* start Input rows *

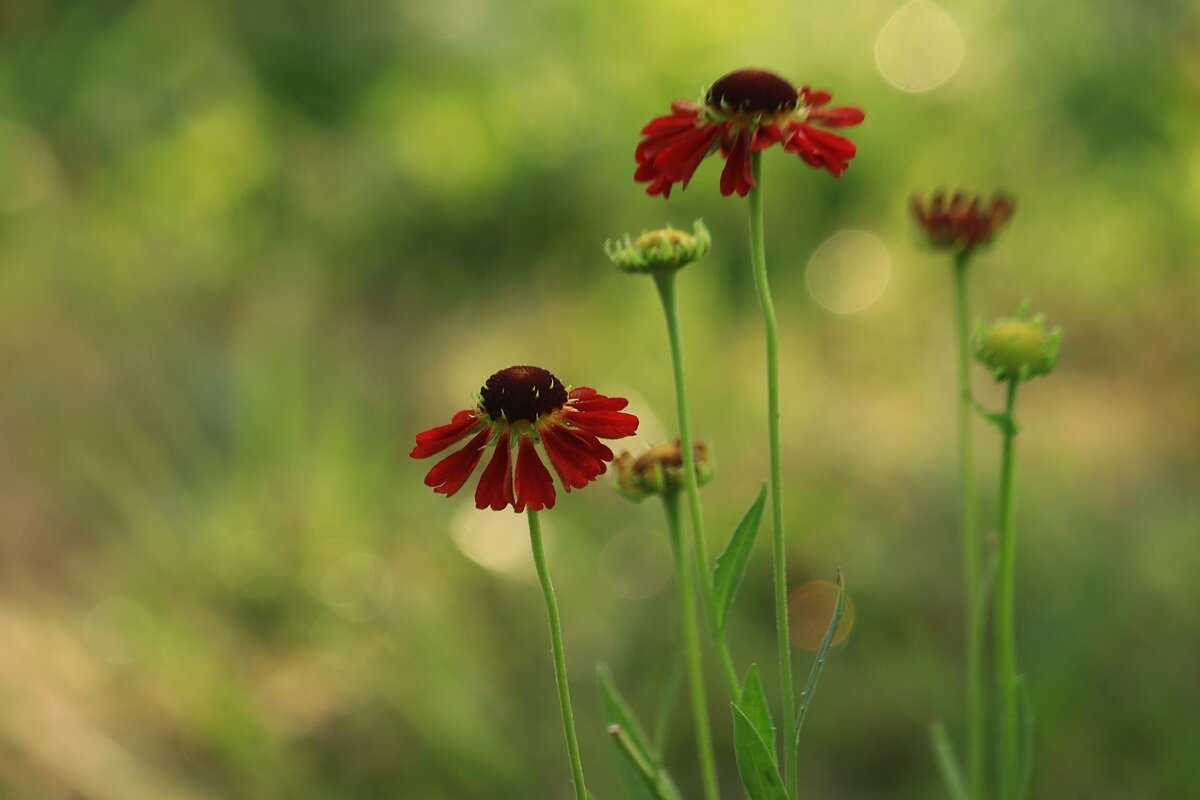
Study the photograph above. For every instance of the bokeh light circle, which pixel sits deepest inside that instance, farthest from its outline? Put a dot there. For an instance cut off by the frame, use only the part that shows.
(919, 47)
(849, 271)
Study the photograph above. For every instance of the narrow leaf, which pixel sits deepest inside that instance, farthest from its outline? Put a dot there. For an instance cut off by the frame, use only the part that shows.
(947, 762)
(819, 662)
(753, 702)
(731, 564)
(1000, 420)
(760, 776)
(669, 698)
(618, 713)
(654, 782)
(646, 776)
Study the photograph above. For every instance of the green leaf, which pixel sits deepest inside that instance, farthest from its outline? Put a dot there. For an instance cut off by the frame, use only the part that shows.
(617, 711)
(731, 564)
(819, 662)
(1025, 735)
(947, 762)
(647, 779)
(756, 763)
(753, 702)
(1002, 421)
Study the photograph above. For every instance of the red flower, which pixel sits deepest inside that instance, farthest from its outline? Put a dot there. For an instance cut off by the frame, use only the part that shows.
(744, 112)
(525, 407)
(966, 222)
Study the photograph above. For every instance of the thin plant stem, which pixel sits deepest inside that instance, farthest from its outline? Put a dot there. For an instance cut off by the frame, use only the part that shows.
(759, 264)
(975, 605)
(665, 282)
(556, 638)
(691, 637)
(1005, 613)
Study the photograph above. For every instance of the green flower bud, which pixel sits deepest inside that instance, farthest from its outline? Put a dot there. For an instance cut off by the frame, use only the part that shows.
(659, 470)
(659, 251)
(1018, 348)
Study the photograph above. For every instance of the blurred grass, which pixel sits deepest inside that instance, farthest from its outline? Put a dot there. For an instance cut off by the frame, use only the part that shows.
(247, 250)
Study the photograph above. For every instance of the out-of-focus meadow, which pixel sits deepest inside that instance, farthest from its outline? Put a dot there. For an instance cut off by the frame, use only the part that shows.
(249, 250)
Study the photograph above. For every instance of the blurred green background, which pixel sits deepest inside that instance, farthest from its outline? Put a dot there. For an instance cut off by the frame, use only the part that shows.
(247, 250)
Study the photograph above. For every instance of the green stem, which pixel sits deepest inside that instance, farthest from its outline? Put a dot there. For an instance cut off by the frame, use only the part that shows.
(665, 282)
(759, 264)
(975, 605)
(556, 638)
(1005, 613)
(691, 636)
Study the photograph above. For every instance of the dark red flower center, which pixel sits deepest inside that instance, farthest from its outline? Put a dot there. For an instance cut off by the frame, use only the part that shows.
(753, 90)
(522, 394)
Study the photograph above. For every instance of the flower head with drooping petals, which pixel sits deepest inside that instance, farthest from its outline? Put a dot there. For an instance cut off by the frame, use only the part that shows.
(741, 114)
(965, 222)
(525, 407)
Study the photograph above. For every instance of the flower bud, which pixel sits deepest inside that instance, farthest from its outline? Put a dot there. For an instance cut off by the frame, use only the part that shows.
(659, 251)
(1018, 348)
(659, 470)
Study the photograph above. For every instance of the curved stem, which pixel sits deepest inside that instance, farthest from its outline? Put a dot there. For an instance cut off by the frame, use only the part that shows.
(691, 636)
(1005, 623)
(556, 638)
(975, 603)
(665, 282)
(759, 264)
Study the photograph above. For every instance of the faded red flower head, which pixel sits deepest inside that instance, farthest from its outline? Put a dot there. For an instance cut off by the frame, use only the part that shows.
(964, 222)
(744, 112)
(525, 407)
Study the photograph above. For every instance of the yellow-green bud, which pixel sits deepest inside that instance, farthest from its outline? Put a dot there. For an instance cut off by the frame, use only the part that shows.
(659, 251)
(1018, 348)
(659, 470)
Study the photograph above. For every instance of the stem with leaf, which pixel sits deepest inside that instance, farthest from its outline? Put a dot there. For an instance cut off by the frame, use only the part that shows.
(975, 603)
(1009, 751)
(665, 282)
(759, 265)
(691, 637)
(556, 638)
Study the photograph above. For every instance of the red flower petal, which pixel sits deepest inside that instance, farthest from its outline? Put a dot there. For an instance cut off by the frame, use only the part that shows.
(593, 401)
(819, 97)
(737, 176)
(766, 136)
(673, 148)
(831, 143)
(495, 487)
(606, 425)
(679, 160)
(571, 457)
(449, 474)
(435, 440)
(534, 487)
(838, 118)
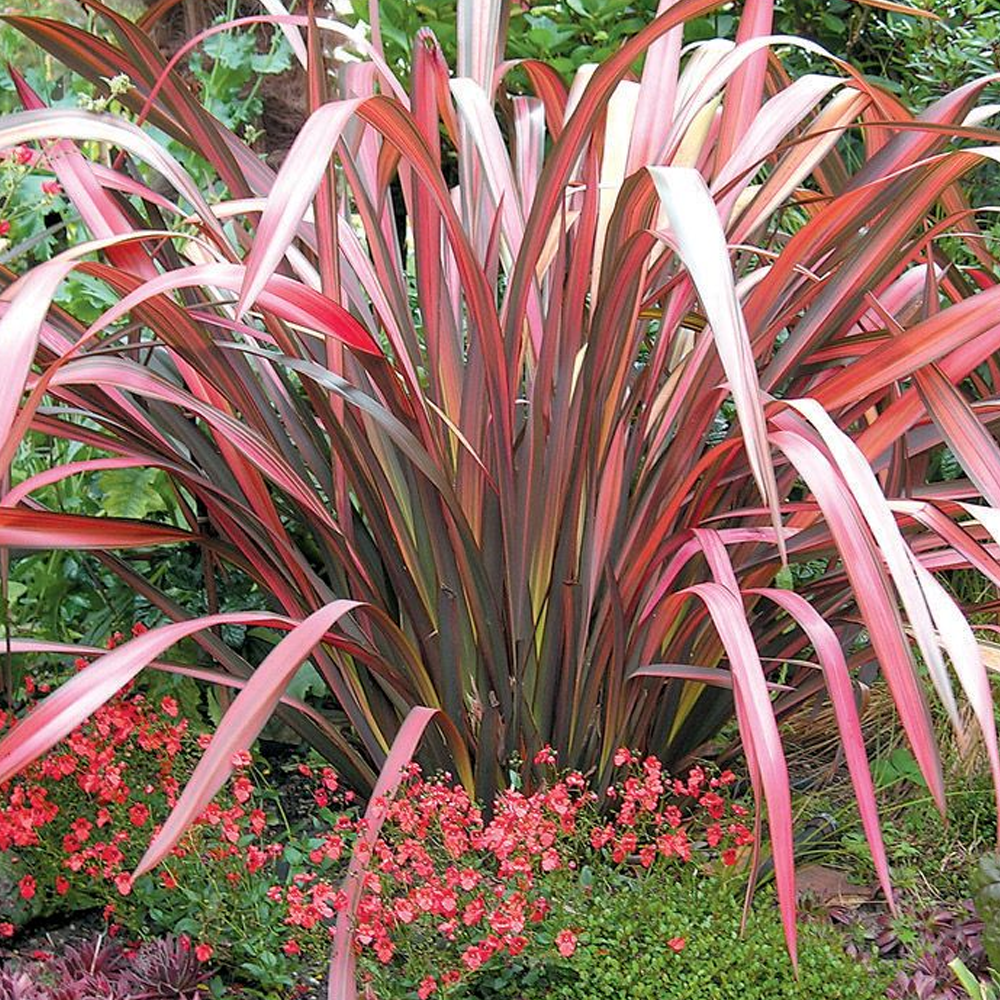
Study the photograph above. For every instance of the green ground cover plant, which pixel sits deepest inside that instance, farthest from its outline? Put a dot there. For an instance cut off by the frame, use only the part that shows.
(518, 409)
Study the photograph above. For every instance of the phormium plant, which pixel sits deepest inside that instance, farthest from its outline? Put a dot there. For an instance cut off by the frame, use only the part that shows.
(523, 410)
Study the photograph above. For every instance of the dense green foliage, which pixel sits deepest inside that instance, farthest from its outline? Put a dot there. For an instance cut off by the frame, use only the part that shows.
(625, 924)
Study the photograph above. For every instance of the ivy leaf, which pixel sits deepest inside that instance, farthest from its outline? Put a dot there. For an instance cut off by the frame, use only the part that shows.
(131, 492)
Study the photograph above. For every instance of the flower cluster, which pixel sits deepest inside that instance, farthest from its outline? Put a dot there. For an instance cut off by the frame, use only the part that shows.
(448, 886)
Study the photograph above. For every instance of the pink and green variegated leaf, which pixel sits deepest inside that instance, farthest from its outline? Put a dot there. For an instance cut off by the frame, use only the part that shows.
(241, 724)
(862, 564)
(759, 732)
(838, 684)
(697, 234)
(18, 645)
(294, 188)
(85, 126)
(744, 93)
(860, 480)
(71, 703)
(20, 326)
(37, 529)
(288, 299)
(971, 443)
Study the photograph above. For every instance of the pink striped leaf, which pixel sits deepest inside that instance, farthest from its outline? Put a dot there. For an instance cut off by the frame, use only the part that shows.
(342, 982)
(838, 685)
(61, 712)
(239, 727)
(701, 244)
(33, 529)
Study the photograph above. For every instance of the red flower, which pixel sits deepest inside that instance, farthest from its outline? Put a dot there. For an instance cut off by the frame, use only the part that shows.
(138, 814)
(242, 789)
(566, 943)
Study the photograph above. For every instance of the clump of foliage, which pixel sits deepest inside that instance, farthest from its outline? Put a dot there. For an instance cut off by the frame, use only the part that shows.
(515, 407)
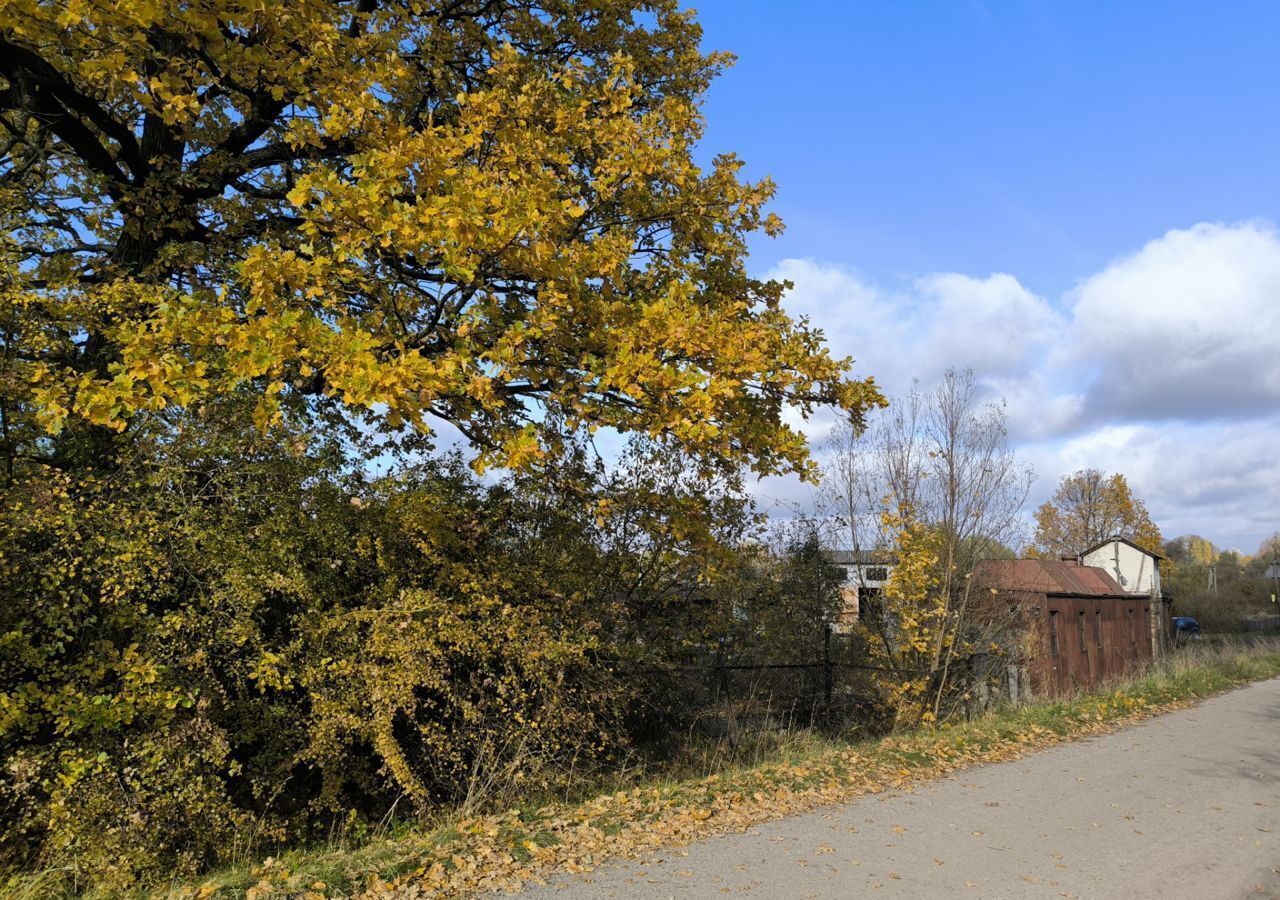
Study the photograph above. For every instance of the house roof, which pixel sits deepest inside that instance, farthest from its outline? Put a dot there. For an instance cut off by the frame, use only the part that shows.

* end Input rows *

Print the whole listing above again word for word, leaving out the pictures.

Exercise output |
Study the photograph above. For every instance of the bokeh light circle, which pixel sits deepest inside that instance, farthest from its outline? Put a dot there. For an instance cut off by the frame, use only the part that shows.
(919, 47)
(849, 271)
Study the photograph above. For every instance of the narrow leaf, which pixel sits deepest inside that instance, farthest from its outline? Put a dot there. For an instance cut off by the frame, use only the part that shows.
(947, 762)
(819, 662)
(753, 702)
(731, 564)
(1000, 420)
(760, 776)
(669, 698)
(618, 713)
(654, 782)
(646, 776)
Study the photograph above. For every instance of the green leaf, which pixel sits deepest inside that instance, farthest from its outline? Put a dot there. For an instance cut off by the frame, use only the part that shows.
(617, 711)
(731, 564)
(819, 662)
(1025, 735)
(947, 762)
(647, 779)
(756, 763)
(753, 702)
(1002, 421)
Study the photograph above. For every instance of the red flower, which pixel sits deepest inside that instance, farthest from its outline? Put a dot there. For an instance cut off by the frame, use only the part that shows.
(744, 112)
(525, 407)
(966, 222)
Study the photograph above. For every instance of the thin plant stem, which pixel sits deepest inside that instance, farthest from its outline? Put a dot there. For an instance cut off by the frame, use only the part that shows.
(759, 264)
(975, 605)
(665, 282)
(556, 638)
(691, 637)
(1005, 613)
Study the photograph above. For every instance of the green flower bud, which pixel sits deepest inside that instance, farthest from its outline? Put a dot there. For an instance cut off by the frame, use only the part that shows.
(659, 470)
(659, 251)
(1018, 348)
Study the photograph above. For every instance of the blurred grass, which pixel sits deepest inside that instance, farthest from its outline? Put a dot there. For an instance cut off by the frame, use only the part that shows.
(247, 250)
Study the photograph above. For every instance of the out-of-focus meadow, which pixel sits deepest inside that instance, farthest from its outline? Put a dot there. For an instance cut off by the frame, use only the part that shows.
(249, 250)
Study the photograph above. For every instance of the blurred green background, which pixel sits deepest inside that instance, farthest from its outline? Put a dot there. For an instance cut off by the frame, use only the part that shows.
(247, 250)
Study the photograph above. For every instance of the green stem, which pixel sits deepest inside that instance, farthest from its outline? Put a dot there. For an instance cut off by the frame, use only the part that shows.
(665, 282)
(759, 264)
(975, 605)
(556, 638)
(1005, 613)
(691, 636)
Study the photograph above. For every instance of the dark red flower center, which pixel sits deepest inside that instance, farthest from its outline? Put a dot there. For an instance cut off by the frame, use only the part that shows.
(753, 90)
(522, 394)
Study the photograph above. For every instance of the flower head with drooping petals, which pixel sits deepest inside that instance, farthest from its outline? Put a dot there. For an instance cut off by the frame, use only the part that shows.
(741, 114)
(965, 222)
(525, 407)
Study the photograph above. For every instance of the flower bud, which pixel sits deepest inside that instance, farthest from its outline? Put a dot there. For an instance cut off by the frame, use only the part that shows.
(659, 251)
(1018, 348)
(659, 470)
Study the photograph above. For every instance of the curved stem, which pixel sits deepest inside that instance, farthest from its outline? Put a dot there. For an instance cut off by the frame, use only the part that shows.
(691, 636)
(1005, 623)
(556, 638)
(975, 603)
(665, 282)
(759, 264)
Study the photograph above. For every instance of the faded red flower head, which pixel sits deepest inside that instance, farthest from its outline? Put a dot there. For an instance cut off by the frame, use only the part that shows.
(964, 222)
(744, 112)
(525, 407)
Study the photograph above. For every instance of the yellow-green bud, which pixel sits deepest inside that instance, farthest from its outline? Put a dot there. For an instance cut off by the frame, use only the part that shows.
(659, 251)
(1018, 348)
(659, 470)
Study the photograph above. For every instance of the stem with leaf, which pixel sits deepest inside that instance, farthest from its outline? Put a dot there. For an instance cut off by the frame, use only the part that shows.
(975, 603)
(1009, 751)
(665, 282)
(759, 265)
(691, 637)
(556, 638)
Study the photograph above. For every instance of the red flower petal, which pixel sits deepest inside that instance, farthest from its outline? Put a dot there. For an instance cut off by the frame, use only the part that shows.
(593, 401)
(819, 97)
(737, 176)
(766, 136)
(673, 148)
(831, 143)
(495, 487)
(606, 425)
(679, 160)
(571, 457)
(449, 474)
(435, 440)
(534, 487)
(838, 118)
Study the photograph above. For every instance of the green ground cover plant, which pixel sits deepest inside that instance, farthest from its outline? Put a dot there. For an instance cut off by the frame, use only the part that shows.
(518, 409)
Study the photograph above. For every instance of the phormium plant, which pixel sits deepest inside that instance, farthest from its outline? Put a dot there. For an instance cut off by the frame, use only the part that shows.
(523, 410)
Study the photograph above. For every instance of the dense green foliage, which pixel sits deepest inside that instance, farthest from its outline? Put a dot there. For an instance cut off by the frame, use only the part that shows.
(625, 924)
Study the photograph above. For every instance of the ivy leaf, which pixel sits deepest inside that instance, farthest from its outline? Put a dot there. For an instance cut off by the frame, use only the part that shows.
(131, 492)
Study the photograph above. For every instance of the flower cluster, which pixel sits deepest inside that instance, farthest from its outline? Put a dot there. For an instance cut off by the frame, use only the part that shows.
(448, 886)
Study the photograph above. For every instance of the pink and green variegated leaf, which pixel sits deepest inside that instance, farthest from its outline? Put a dot there. For an instance cut off by the frame, use only the part that shows.
(241, 724)
(862, 564)
(759, 732)
(838, 684)
(697, 234)
(18, 645)
(294, 188)
(85, 126)
(744, 93)
(860, 480)
(71, 703)
(20, 326)
(37, 529)
(288, 299)
(971, 443)
Study the photograph above. For every instance of the pink striped leaf, which pixel sits deepest inside that instance, farthest from its outline? Put a dot there. For an instance cut off by the frame, use only the part that shows.
(342, 982)
(838, 685)
(61, 712)
(239, 727)
(701, 244)
(33, 529)
Study the photograph above. For every instance of the red flower, which pixel sits deepest inside that instance, farthest from its outline? Put a dot there. For an instance cut off by the frame, use only the part that shows.
(138, 814)
(242, 789)
(566, 943)
Study the photograph above. For every instance of the clump of foliage, which pixel sits deepest inside that instance, farthest from its outline? Put a dot there. For an instance cut off by the frame, use only the part that shows.
(515, 407)
Study the photograph above. For every instance of the house roof, which pixel sits deepest inside that instance, farthest from its outline? Put a dot there. For an instance cut off by the frame, use only the part that shows.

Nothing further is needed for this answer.